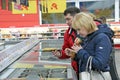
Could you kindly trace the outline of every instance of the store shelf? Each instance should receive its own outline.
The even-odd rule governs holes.
[[[120,44],[120,39],[119,38],[114,38],[114,44]]]

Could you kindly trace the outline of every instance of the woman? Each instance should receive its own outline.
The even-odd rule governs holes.
[[[93,18],[87,13],[81,12],[74,16],[72,26],[85,40],[82,45],[73,45],[76,52],[76,60],[79,61],[79,72],[85,71],[87,60],[93,57],[92,69],[109,71],[109,58],[112,44],[109,37],[112,37],[109,28],[97,27]],[[71,50],[72,51],[72,50]],[[69,51],[66,50],[69,54]]]

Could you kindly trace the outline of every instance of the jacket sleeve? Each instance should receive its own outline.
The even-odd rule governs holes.
[[[102,35],[95,38],[95,49],[92,65],[95,69],[103,70],[109,61],[110,53],[111,53],[111,42],[107,35]],[[94,43],[94,42],[93,42]],[[90,53],[85,49],[81,49],[77,53],[77,58],[81,59],[83,63],[87,63],[87,59],[90,56]]]
[[[68,34],[67,34],[67,31],[65,32],[64,34],[64,43],[62,45],[62,50],[61,50],[61,53],[62,53],[62,56],[59,57],[60,59],[66,59],[66,58],[70,58],[69,56],[66,55],[65,53],[65,49],[66,48],[69,48],[69,40],[68,40]]]

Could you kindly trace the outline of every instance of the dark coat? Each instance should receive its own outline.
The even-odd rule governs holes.
[[[85,71],[89,56],[93,56],[92,69],[109,71],[109,58],[112,51],[110,38],[113,37],[111,29],[105,25],[99,25],[99,30],[89,34],[84,40],[83,49],[76,55],[79,61],[79,72]]]

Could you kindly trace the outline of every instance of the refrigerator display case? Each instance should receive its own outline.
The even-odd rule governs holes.
[[[12,73],[4,80],[77,80],[71,66],[65,64],[18,62],[9,68],[12,69]]]
[[[41,42],[42,44],[41,46]],[[46,42],[49,42],[46,43]],[[53,44],[52,42],[55,42]],[[70,60],[58,59],[51,52],[43,52],[46,47],[60,48],[58,41],[41,40],[36,46],[6,67],[0,73],[0,80],[77,80]],[[61,44],[62,40],[59,40]],[[52,43],[52,45],[50,45]]]

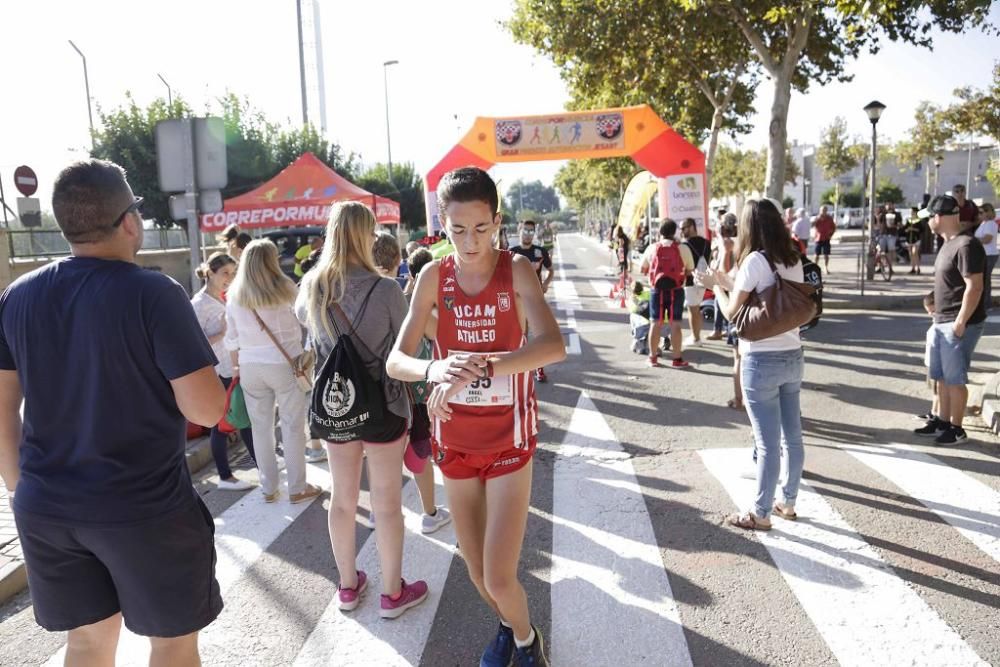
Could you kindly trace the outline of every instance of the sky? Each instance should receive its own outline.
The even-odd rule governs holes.
[[[309,1],[309,0],[306,0]],[[514,43],[503,27],[512,0],[319,0],[326,79],[328,136],[362,156],[386,159],[383,65],[388,68],[389,125],[394,163],[423,173],[479,116],[558,112],[568,100],[552,63]],[[35,169],[42,208],[49,209],[58,170],[86,156],[86,93],[80,56],[87,57],[90,93],[113,109],[131,92],[140,105],[174,94],[195,109],[226,91],[249,97],[282,123],[301,118],[294,0],[33,0],[5,2],[0,38],[4,102],[0,103],[0,179],[13,207],[13,170]],[[1000,6],[992,18],[1000,24]],[[851,63],[849,83],[793,94],[789,139],[819,140],[822,126],[844,116],[851,133],[868,136],[862,107],[887,109],[879,132],[900,139],[923,99],[947,104],[960,85],[985,87],[1000,39],[938,35],[934,50],[888,44]],[[770,84],[758,90],[754,129],[738,143],[767,142]],[[457,118],[456,118],[457,117]],[[664,119],[667,123],[669,118]],[[551,182],[558,162],[498,165],[493,174]]]

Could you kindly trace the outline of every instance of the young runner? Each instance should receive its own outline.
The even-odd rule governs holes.
[[[549,285],[555,277],[556,272],[552,270],[552,258],[549,251],[535,243],[535,230],[537,226],[534,220],[525,220],[521,223],[521,243],[510,249],[515,255],[521,255],[531,262],[531,267],[538,275],[539,282],[542,283],[542,294],[549,291]],[[545,269],[545,277],[542,278],[542,269]],[[548,382],[544,368],[535,370],[535,382]]]
[[[434,385],[427,406],[455,532],[470,579],[500,616],[480,665],[509,665],[515,652],[518,664],[547,665],[517,565],[538,426],[531,371],[566,349],[531,263],[493,247],[500,216],[489,175],[448,173],[438,201],[455,252],[420,273],[387,369]],[[431,361],[416,356],[425,333]]]

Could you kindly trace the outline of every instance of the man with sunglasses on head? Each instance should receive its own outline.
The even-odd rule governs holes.
[[[118,165],[70,165],[52,208],[71,256],[0,296],[0,474],[66,665],[114,664],[123,620],[152,664],[198,665],[222,610],[184,446],[185,420],[214,426],[225,391],[187,293],[136,264],[141,205]]]
[[[951,194],[958,202],[958,221],[962,234],[975,234],[979,226],[979,207],[971,199],[965,198],[965,186],[959,183],[951,189]]]

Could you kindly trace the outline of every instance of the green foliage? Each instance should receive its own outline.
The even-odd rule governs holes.
[[[781,206],[783,208],[795,208],[795,197],[791,195],[785,195],[781,198]]]
[[[993,81],[984,90],[969,86],[955,91],[959,102],[944,114],[956,130],[981,134],[1000,143],[1000,60],[993,64]]]
[[[882,204],[889,202],[902,204],[905,199],[903,189],[888,179],[879,181],[878,187],[875,188],[875,197]]]
[[[525,183],[518,179],[507,189],[504,209],[511,211],[518,220],[522,219],[520,215],[522,209],[530,209],[537,217],[542,213],[558,211],[559,196],[555,188],[544,185],[541,181]]]
[[[819,196],[819,203],[820,204],[829,204],[830,206],[833,206],[835,203],[839,203],[839,202],[837,202],[837,198],[838,198],[837,195],[838,195],[837,188],[835,188],[835,187],[834,188],[828,188],[828,189],[824,190],[823,193]],[[840,197],[840,199],[843,199],[843,197]]]
[[[896,144],[893,152],[900,169],[912,169],[923,164],[930,178],[931,160],[941,152],[954,134],[946,113],[940,107],[924,101],[913,114],[914,124],[909,138]]]
[[[388,166],[378,163],[362,173],[355,182],[369,192],[399,202],[399,217],[403,227],[415,231],[427,227],[424,181],[413,163],[393,164],[391,181]]]
[[[98,108],[100,128],[94,134],[92,155],[124,167],[132,189],[146,198],[145,215],[156,225],[169,227],[174,224],[169,217],[169,195],[160,192],[157,178],[156,124],[194,114],[180,97],[174,99],[172,106],[161,98],[146,108],[139,107],[130,93],[126,93],[126,98],[123,106],[112,111]],[[246,98],[227,93],[210,105],[208,114],[221,117],[226,132],[229,182],[222,190],[223,198],[252,190],[306,151],[315,153],[345,178],[355,177],[357,156],[345,156],[339,146],[311,126],[280,127],[254,109]]]
[[[837,116],[833,122],[823,128],[819,149],[816,151],[816,164],[823,170],[823,175],[836,179],[858,166],[858,156],[851,150],[851,142],[847,136],[847,121]]]
[[[573,208],[583,210],[593,202],[618,202],[639,171],[631,158],[573,160],[556,173],[555,187]]]
[[[840,193],[840,205],[847,208],[861,208],[864,206],[866,195],[860,183],[852,185]]]
[[[713,192],[720,197],[763,192],[766,170],[766,149],[742,150],[725,145],[719,146],[712,177]],[[801,175],[791,155],[786,154],[785,182],[794,183]]]

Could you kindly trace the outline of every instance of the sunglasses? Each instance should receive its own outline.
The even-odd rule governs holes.
[[[122,224],[122,222],[125,220],[125,216],[128,215],[129,213],[138,213],[139,216],[141,217],[142,216],[142,202],[144,202],[144,201],[145,201],[145,199],[143,199],[142,197],[136,197],[135,201],[133,201],[131,204],[129,204],[129,207],[127,209],[125,209],[124,211],[122,211],[121,215],[119,215],[117,218],[115,218],[115,221],[111,225],[111,227],[114,228],[114,227],[117,227],[120,224]]]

▬▬▬▬▬▬

Task description:
Only lines holding the word "sunglasses" are wanted; list them all from the material.

Response to the task:
Could you kindly trace the outline of every instance of the man with sunglasses on head? Each instance should receive its own outline.
Could you kindly trace the outline of every instance of the sunglasses? Each instance should receive its own outline.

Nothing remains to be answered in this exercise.